**Directive 1**
Extract the part of the power supply thread between "My problem is" and "USB 2.0 card.", inclusive, copying it word for word.

**Page excerpt**
▼▼▼
# 550W VS ATI 4870/4850



## Hyena (Jul 7, 2009)

So... I had ordered a XFX ATI HD4850 for $119.99 but then newegg got back to me a full week later saying they couldn't process the order since my credit card had expired or something like that, Doh'! 

This however got me thinking... the XFX ATI HD4870 1GB has recently come way down in price, while I can easily grab about $200 I don't really want to go above that, I want an upgrade from my dieing Nvidia 8800GT. 

My problem is though, I have a BFG Tech 550W power supply ( http://www.newegg.com/Product/Product.aspx?Item=N82E16817702010 ) 

The 4870 takes 2 6pin PCI E connectors which I have (1 6pin and 1 6+2 pin) I am pretty confident the PSU could handle the 4850 1GB pretty easy, but will it need something more beefy for the 4870? Keep in mind I do plan to crossfire with another 4870 someday down the line, but when/if I do that I will upgrade to a nicer power supply.

My system. 

AMD Phenom 8650 X3 triple core 95W AM2+ CPU
4GB DDR 1066 Ram
Single Western Digital 640GB caviar HDD. 
Gigabyte MA790X-UD4P Crossfire motherboard
running a single DVD burner drive
running 4 120mm fans, 1 140mm fan. one wifi PCI card and a USB 2.0 card.
▲▲▲
**Data entries**
▼▼▼
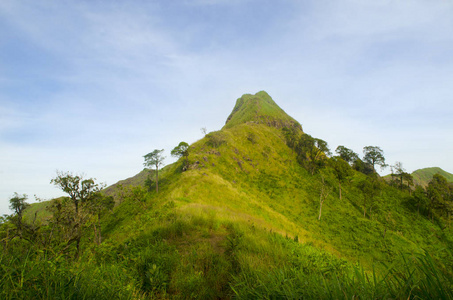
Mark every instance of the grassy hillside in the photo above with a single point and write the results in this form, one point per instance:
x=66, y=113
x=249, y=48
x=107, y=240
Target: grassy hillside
x=423, y=176
x=241, y=219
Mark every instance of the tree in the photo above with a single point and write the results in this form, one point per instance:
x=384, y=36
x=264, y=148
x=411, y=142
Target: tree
x=98, y=206
x=80, y=192
x=155, y=160
x=420, y=199
x=311, y=152
x=341, y=170
x=18, y=205
x=370, y=188
x=78, y=188
x=323, y=194
x=439, y=194
x=346, y=154
x=400, y=172
x=182, y=150
x=374, y=155
x=363, y=167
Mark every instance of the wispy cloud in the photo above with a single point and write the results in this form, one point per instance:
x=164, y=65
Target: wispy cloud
x=92, y=86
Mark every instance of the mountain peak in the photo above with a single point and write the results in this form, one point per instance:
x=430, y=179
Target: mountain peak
x=259, y=108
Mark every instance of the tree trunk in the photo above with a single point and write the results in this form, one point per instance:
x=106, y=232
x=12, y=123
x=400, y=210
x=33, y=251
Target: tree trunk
x=157, y=178
x=320, y=208
x=99, y=228
x=364, y=208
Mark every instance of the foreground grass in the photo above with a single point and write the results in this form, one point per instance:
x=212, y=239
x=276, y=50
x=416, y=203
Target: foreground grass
x=203, y=254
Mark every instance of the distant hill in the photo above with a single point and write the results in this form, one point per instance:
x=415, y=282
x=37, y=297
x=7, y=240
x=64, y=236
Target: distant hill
x=423, y=176
x=242, y=217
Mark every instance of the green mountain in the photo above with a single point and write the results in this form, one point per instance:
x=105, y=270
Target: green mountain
x=261, y=109
x=240, y=217
x=423, y=176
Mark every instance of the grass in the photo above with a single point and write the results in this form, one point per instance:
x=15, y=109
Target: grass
x=242, y=222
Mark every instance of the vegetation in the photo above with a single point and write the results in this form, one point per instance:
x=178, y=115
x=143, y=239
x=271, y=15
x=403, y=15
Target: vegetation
x=258, y=212
x=155, y=160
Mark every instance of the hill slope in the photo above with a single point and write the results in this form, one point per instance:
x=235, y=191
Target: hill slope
x=242, y=218
x=423, y=176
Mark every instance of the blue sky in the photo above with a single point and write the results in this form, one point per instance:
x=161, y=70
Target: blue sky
x=92, y=86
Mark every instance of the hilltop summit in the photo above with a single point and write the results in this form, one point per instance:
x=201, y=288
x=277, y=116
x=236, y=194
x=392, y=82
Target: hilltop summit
x=259, y=108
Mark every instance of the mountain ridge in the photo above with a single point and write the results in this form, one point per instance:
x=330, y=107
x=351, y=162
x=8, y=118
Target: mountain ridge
x=240, y=216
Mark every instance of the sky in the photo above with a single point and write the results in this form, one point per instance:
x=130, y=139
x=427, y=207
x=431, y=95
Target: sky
x=90, y=86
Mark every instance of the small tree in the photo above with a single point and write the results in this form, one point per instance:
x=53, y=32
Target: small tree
x=311, y=152
x=374, y=156
x=80, y=192
x=323, y=194
x=79, y=189
x=370, y=188
x=346, y=154
x=154, y=160
x=182, y=150
x=98, y=206
x=18, y=205
x=341, y=170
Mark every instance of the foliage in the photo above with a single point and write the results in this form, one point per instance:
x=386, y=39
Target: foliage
x=241, y=222
x=374, y=155
x=155, y=160
x=346, y=154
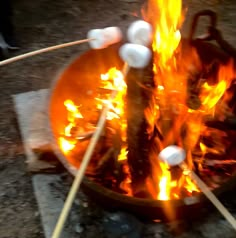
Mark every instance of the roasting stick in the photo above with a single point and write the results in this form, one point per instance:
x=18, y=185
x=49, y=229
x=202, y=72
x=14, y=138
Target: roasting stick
x=97, y=38
x=173, y=156
x=80, y=174
x=37, y=52
x=137, y=56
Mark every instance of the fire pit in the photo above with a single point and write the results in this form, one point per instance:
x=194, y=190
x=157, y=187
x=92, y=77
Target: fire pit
x=186, y=99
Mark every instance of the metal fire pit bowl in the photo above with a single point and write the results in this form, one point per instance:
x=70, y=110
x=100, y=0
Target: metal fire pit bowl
x=78, y=82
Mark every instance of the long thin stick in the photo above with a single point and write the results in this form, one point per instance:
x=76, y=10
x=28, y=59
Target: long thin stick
x=37, y=52
x=80, y=174
x=211, y=196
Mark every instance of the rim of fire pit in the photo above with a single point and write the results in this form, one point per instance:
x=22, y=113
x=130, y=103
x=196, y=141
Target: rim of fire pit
x=145, y=208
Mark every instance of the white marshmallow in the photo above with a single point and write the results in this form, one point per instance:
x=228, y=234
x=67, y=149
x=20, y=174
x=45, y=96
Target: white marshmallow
x=173, y=155
x=101, y=38
x=136, y=56
x=98, y=40
x=140, y=32
x=112, y=35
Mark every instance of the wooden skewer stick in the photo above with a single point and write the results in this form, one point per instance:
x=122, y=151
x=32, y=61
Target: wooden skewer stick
x=210, y=195
x=37, y=52
x=85, y=161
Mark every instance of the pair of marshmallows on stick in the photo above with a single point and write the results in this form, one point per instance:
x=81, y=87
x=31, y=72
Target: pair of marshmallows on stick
x=136, y=54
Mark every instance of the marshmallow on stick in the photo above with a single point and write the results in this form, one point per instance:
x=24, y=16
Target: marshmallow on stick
x=136, y=56
x=140, y=32
x=101, y=38
x=97, y=38
x=174, y=155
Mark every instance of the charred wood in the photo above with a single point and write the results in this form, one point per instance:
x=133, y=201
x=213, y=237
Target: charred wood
x=140, y=99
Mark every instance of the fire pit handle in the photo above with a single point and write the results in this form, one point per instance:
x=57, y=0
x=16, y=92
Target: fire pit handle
x=213, y=20
x=213, y=32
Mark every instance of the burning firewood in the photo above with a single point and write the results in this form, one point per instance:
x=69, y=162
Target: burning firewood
x=139, y=131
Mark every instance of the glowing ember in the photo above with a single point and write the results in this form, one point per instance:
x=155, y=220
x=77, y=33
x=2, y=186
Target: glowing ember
x=176, y=121
x=66, y=145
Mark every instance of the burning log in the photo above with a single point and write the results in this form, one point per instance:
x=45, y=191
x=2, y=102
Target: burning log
x=139, y=131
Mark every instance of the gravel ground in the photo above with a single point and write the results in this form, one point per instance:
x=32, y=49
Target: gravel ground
x=44, y=23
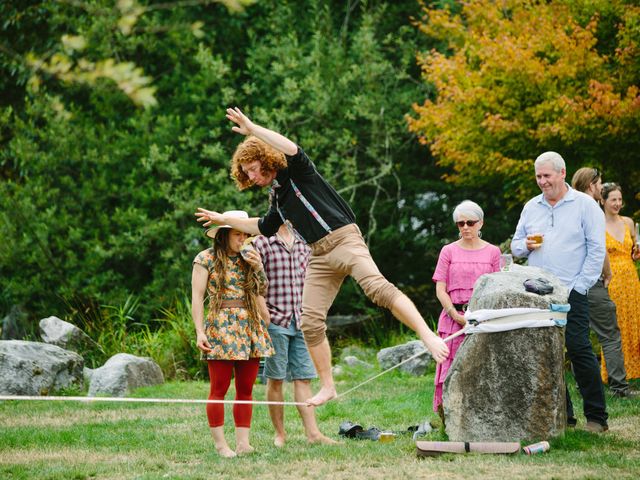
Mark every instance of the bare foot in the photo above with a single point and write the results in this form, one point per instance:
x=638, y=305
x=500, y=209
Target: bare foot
x=244, y=449
x=225, y=451
x=323, y=396
x=319, y=438
x=278, y=441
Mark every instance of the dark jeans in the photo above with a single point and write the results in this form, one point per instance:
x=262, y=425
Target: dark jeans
x=602, y=315
x=585, y=365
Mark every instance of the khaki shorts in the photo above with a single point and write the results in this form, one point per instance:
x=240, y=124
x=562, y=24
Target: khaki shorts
x=343, y=252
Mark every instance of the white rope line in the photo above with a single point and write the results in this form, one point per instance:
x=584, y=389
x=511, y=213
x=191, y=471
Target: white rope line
x=143, y=400
x=192, y=401
x=450, y=337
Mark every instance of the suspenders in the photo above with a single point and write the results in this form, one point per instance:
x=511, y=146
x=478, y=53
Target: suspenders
x=305, y=202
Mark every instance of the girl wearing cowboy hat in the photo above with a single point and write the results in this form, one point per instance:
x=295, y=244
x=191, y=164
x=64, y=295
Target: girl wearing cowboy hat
x=234, y=335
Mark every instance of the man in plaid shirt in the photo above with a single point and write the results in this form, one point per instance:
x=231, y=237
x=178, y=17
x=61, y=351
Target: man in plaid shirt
x=285, y=260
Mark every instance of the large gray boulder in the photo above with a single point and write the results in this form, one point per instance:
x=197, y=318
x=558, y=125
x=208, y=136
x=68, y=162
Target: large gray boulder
x=66, y=335
x=508, y=386
x=122, y=374
x=34, y=368
x=388, y=357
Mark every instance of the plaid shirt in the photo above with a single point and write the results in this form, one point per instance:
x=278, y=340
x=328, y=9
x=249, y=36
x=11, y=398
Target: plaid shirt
x=285, y=271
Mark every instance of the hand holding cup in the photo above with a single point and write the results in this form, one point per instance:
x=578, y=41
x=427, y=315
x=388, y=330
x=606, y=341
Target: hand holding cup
x=534, y=241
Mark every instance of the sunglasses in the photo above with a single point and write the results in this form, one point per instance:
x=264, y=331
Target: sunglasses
x=469, y=223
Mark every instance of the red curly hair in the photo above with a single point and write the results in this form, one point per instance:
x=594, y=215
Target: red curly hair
x=250, y=150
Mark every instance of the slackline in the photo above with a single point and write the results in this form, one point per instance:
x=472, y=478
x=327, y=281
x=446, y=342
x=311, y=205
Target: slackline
x=143, y=400
x=503, y=319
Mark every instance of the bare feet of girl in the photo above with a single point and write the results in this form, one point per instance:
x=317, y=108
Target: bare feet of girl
x=225, y=451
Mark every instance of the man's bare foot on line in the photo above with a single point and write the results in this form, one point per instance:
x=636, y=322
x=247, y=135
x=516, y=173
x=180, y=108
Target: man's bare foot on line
x=323, y=396
x=319, y=438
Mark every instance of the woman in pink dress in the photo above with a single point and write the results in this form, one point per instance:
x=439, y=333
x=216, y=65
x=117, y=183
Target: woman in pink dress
x=459, y=265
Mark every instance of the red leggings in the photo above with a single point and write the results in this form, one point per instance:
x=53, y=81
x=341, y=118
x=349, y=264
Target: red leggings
x=246, y=372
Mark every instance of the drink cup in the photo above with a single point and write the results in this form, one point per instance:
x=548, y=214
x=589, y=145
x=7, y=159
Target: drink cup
x=539, y=447
x=538, y=238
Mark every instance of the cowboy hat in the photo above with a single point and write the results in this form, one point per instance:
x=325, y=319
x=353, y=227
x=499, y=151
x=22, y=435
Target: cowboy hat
x=211, y=233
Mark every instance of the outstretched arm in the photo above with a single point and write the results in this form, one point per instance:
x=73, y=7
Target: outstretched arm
x=247, y=225
x=244, y=126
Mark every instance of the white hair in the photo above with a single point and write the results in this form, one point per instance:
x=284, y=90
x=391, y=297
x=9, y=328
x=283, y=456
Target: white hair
x=554, y=158
x=468, y=209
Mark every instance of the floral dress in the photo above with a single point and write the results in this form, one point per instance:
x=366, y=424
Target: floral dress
x=624, y=290
x=232, y=334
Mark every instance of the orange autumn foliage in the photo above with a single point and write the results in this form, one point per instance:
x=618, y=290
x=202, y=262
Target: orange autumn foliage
x=515, y=78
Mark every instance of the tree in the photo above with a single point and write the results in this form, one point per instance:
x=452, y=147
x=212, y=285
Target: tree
x=515, y=78
x=100, y=194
▲▲▲
**Directive 2**
Rewrite in full only the rows between the lines holding "Mark every instance of the hand" and "x=534, y=241", inclusive. Multiply the coordinates that come after the "Target:" line by 2.4 and round them to whole numbers, with halves rounding up. Leave every other line, including the coordinates above "Target:", unchanged.

**Solution 1**
My problem is though, I have a BFG Tech 550W power supply ( http://www.newegg.com/Product/Product.aspx?Item=N82E16817702010 ) 

The 4870 takes 2 6pin PCI E connectors which I have (1 6pin and 1 6+2 pin) I am pretty confident the PSU could handle the 4850 1GB pretty easy, but will it need something more beefy for the 4870? Keep in mind I do plan to crossfire with another 4870 someday down the line, but when/if I do that I will upgrade to a nicer power supply.

My system. 

AMD Phenom 8650 X3 triple core 95W AM2+ CPU
4GB DDR 1066 Ram
Single Western Digital 640GB caviar HDD. 
Gigabyte MA790X-UD4P Crossfire motherboard
running a single DVD burner drive
running 4 120mm fans, 1 140mm fan. one wifi PCI card and a USB 2.0 card.

**Solution 2**
Mark every instance of the hand holding cup in the photo above with a single point and write the results in this form, one point per instance:
x=578, y=41
x=427, y=315
x=388, y=330
x=606, y=341
Target: hand holding cup
x=1282, y=578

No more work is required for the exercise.